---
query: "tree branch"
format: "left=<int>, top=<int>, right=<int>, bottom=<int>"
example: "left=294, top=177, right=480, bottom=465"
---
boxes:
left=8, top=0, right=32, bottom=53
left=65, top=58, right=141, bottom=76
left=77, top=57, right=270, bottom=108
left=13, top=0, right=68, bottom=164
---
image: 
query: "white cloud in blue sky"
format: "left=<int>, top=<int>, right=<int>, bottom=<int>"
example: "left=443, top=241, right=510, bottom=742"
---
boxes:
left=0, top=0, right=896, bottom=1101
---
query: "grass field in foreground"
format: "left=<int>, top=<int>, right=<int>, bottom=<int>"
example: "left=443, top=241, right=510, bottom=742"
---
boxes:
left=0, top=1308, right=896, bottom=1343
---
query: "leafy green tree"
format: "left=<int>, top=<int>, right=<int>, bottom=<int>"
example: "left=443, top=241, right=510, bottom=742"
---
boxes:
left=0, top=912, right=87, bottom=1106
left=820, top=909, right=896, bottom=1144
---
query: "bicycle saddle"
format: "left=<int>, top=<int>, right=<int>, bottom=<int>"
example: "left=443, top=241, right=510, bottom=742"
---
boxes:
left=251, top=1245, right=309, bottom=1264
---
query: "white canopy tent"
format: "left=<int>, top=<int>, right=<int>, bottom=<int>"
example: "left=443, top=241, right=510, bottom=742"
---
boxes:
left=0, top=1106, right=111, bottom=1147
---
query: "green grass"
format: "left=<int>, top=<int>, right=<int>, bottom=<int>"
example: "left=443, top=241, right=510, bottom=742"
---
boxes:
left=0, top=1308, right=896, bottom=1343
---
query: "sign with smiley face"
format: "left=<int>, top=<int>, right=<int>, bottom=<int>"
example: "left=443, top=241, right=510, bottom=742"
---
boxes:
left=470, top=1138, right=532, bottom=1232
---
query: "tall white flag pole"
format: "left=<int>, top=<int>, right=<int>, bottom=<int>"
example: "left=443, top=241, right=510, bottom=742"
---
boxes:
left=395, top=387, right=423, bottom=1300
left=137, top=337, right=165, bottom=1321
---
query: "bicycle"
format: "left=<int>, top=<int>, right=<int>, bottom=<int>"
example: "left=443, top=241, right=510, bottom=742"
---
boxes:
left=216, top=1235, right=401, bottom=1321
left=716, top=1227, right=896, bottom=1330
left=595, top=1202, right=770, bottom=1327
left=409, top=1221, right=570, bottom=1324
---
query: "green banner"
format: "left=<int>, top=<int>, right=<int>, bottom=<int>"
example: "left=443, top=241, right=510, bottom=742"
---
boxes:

EXERCISE OBJECTIVE - Reproduce every line of the records above verbatim, without altering anything.

RESULT OF THIS TASK -
---
query: "tree branch"
format: "left=<int>, top=<int>, right=<int>, bottom=<int>"
example: "left=294, top=177, right=480, bottom=465"
---
boxes:
left=8, top=0, right=32, bottom=53
left=65, top=58, right=141, bottom=76
left=77, top=57, right=270, bottom=108
left=13, top=0, right=68, bottom=164
---
image: 
query: "white cloud in blue sky"
format: "left=<int>, top=<int>, right=<int>, bottom=<int>"
example: "left=443, top=241, right=510, bottom=742"
---
boxes:
left=0, top=0, right=896, bottom=1101
---
query: "grass field in foreground"
format: "left=<int>, top=<int>, right=<int>, bottom=<int>"
example: "left=443, top=241, right=510, bottom=742"
---
boxes:
left=0, top=1308, right=896, bottom=1343
---
query: "leafy green tree"
format: "left=<int>, top=<int>, right=<int>, bottom=<int>"
example: "left=443, top=241, right=510, bottom=742"
---
boxes:
left=0, top=912, right=87, bottom=1106
left=820, top=909, right=896, bottom=1144
---
query: "bicycle saddle"
format: "left=<int>, top=<int>, right=<int>, bottom=<int>"
example: "left=443, top=241, right=510, bottom=742"
---
boxes:
left=251, top=1245, right=309, bottom=1264
---
query: "white canopy tent"
format: "left=<int>, top=<int>, right=<int>, bottom=<int>"
example: "left=443, top=241, right=510, bottom=742"
---
boxes:
left=0, top=1106, right=111, bottom=1147
---
query: "green grass"
format: "left=<int>, top=<int>, right=<int>, bottom=<int>"
example: "left=443, top=241, right=510, bottom=742"
---
boxes:
left=0, top=1308, right=896, bottom=1343
---
query: "sign with smiley face"
format: "left=<int>, top=<int>, right=<int>, bottom=<int>"
example: "left=443, top=241, right=510, bottom=742"
---
boxes:
left=470, top=1138, right=532, bottom=1232
---
query: "tall white flag pole"
format: "left=<int>, top=<int>, right=<int>, bottom=<int>"
example: "left=443, top=241, right=510, bottom=742"
---
boxes:
left=395, top=387, right=423, bottom=1300
left=137, top=337, right=165, bottom=1321
---
query: "bicycle"
format: "left=<int>, top=<int>, right=<int>, bottom=<int>"
example: "left=443, top=241, right=510, bottom=742"
---
boxes:
left=216, top=1235, right=401, bottom=1321
left=716, top=1227, right=896, bottom=1330
left=595, top=1202, right=770, bottom=1327
left=409, top=1221, right=570, bottom=1324
---
query: "green banner"
format: "left=<int>, top=<int>, right=<int>, bottom=<int>"
example: "left=443, top=241, right=510, bottom=742"
---
boxes:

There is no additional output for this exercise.